GIVEN PASSAGE:

I mentioned in my last post that part of why we’d moved out of Morinville is that the neighbourhood and the town both were no longer a fit for us. Back in 2005 when we moved in and had plans of staying for 5 years, it was a lovely quiet area. Perhaps that’s why we stayed longer than planned. In the beginning, we felt bad about starting up and idling motorcycles with stock exhaust out of the neighbourhood because they were a little bit louder than the cars. It was hard to sleep when we got there because it was too quiet compared to the rental in the city we’d been in for 9 months before.
Then it slowly started to change, maybe 14 years ago? Slowly enough, you could miss it if you didn’t play it back in your head once in a while. In fact, we did for the longest time. It’s that “frog in boiling water” thing. The town leadership stopped listening to its residents – if it ever did. There certainly was a scandal about a mayor who didn’t tell us about infrastructure needing to be replaced before an election around the time we moved into town. When asked why, he said “why bother, it’s not like anyone was running against me.” By about 2019, it was clear the town was off the rails.
But back to the beginning. Around 14 years ago, the neighbour who’d be partying and falling down-threatening violence-drunk until the very wee hours of the mornings on weekends all summer (and who would go on to break our kitchen window in one of those sessions) moved in. That lead to me never leaving anything I liked / breakable outside. I would check if they were out before I took the cats outside and we’d go back in if they came out while we were out. If they were partying when we had plans to go out, we’d often cancel plans and stay home instead to keep an eye on the house. We put security cameras up to hopefully catch them if there was a next time since we’d had to pay for the window (because they didn’t admit fault. That was an interesting lesson into the law). When we moved, the siding on the back of the garage was a mess because they’d been hitting it regularly with golf balls and other things.
We had a peeper in 2014, he would look in front of the house bedroom windows on the block and try to take pictures and the RCMP had been trying to catch him.
One hot summer night well after midnight, I heard someone walk up our grass and then the doorbell rang. I was looking at the person the RCMP had described in the newspaper through another window while he hid and watched the front door. This was a new trick in his behaviour. That escalation could have been seriously bad if I’d just opened the door.
I no longer felt safe in our house or yard. I was always inside before dark. I was so ready to move then but shortly after this, there was the roof and Ryan’s accident happened and there was no money or ability to move. And Ryan still liked the neighbourhood.
There were several vehicle and garage break-ins – two to our vehicles and more on the block. The last time there was significant damage to the truck but not enough to make an insurance claim since Ryan could get most of the parts at wholesale. We got to foot that bill too.

Location identification items

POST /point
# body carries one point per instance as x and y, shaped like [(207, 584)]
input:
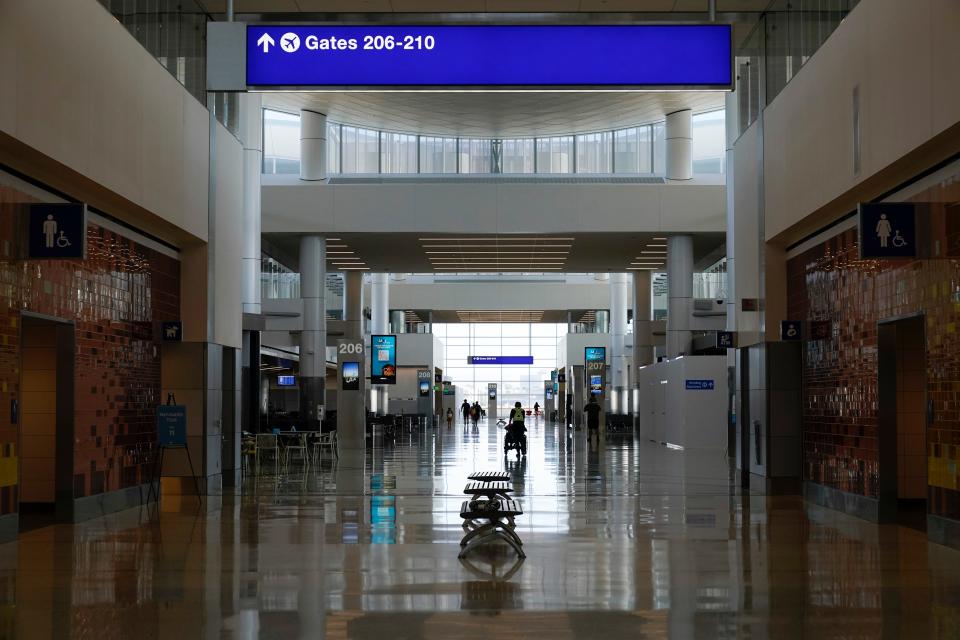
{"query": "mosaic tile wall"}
[(116, 297), (829, 283)]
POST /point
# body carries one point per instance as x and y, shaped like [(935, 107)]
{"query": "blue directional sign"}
[(57, 231), (595, 354), (888, 230), (500, 360), (640, 56), (172, 425)]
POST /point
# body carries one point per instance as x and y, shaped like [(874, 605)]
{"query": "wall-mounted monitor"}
[(350, 376), (383, 359)]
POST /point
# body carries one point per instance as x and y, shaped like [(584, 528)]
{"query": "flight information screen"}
[(533, 56)]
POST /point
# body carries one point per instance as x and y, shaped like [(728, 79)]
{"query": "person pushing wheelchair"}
[(516, 432)]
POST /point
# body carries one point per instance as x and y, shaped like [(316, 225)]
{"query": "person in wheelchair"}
[(516, 432)]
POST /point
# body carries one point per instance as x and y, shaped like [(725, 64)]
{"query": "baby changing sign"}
[(888, 230), (57, 231)]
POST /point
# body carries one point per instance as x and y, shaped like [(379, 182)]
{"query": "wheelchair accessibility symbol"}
[(51, 238)]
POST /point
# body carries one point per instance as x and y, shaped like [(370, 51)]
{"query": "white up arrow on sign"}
[(266, 41)]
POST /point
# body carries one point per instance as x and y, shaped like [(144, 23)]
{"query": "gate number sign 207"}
[(351, 347)]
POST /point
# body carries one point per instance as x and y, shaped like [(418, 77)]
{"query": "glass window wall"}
[(555, 155), (517, 155), (281, 142), (709, 142), (355, 150), (361, 150), (595, 152), (438, 155), (474, 155), (398, 153)]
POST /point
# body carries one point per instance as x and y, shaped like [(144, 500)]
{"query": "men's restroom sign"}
[(57, 231), (791, 330), (888, 230)]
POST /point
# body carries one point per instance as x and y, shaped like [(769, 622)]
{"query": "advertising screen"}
[(383, 359), (350, 376), (596, 385), (595, 354)]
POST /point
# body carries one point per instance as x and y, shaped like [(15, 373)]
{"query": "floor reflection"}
[(625, 539)]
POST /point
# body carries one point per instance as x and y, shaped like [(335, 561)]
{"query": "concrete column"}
[(643, 347), (679, 294), (251, 133), (602, 322), (679, 145), (398, 321), (379, 325), (353, 304), (313, 337), (313, 145), (619, 369)]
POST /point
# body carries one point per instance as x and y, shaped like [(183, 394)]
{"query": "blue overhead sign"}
[(603, 56), (500, 360)]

EXERCISES:
A – In the post about leaving Morinville, what had the neighbors been hitting the siding on the back of the garage with?
B – Reproduce the post about leaving Morinville from "We had a peeper" up to and including "liked the neighbourhood.".

ANSWERS GIVEN:
A – Golf balls and other things.

B –
We had a peeper in 2014, he would look in front of the house bedroom windows on the block and try to take pictures and the RCMP had been trying to catch him.
One hot summer night well after midnight, I heard someone walk up our grass and then the doorbell rang. I was looking at the person the RCMP had described in the newspaper through another window while he hid and watched the front door. This was a new trick in his behaviour. That escalation could have been seriously bad if I’d just opened the door.
I no longer felt safe in our house or yard. I was always inside before dark. I was so ready to move then but shortly after this, there was the roof and Ryan’s accident happened and there was no money or ability to move. And Ryan still liked the neighbourhood.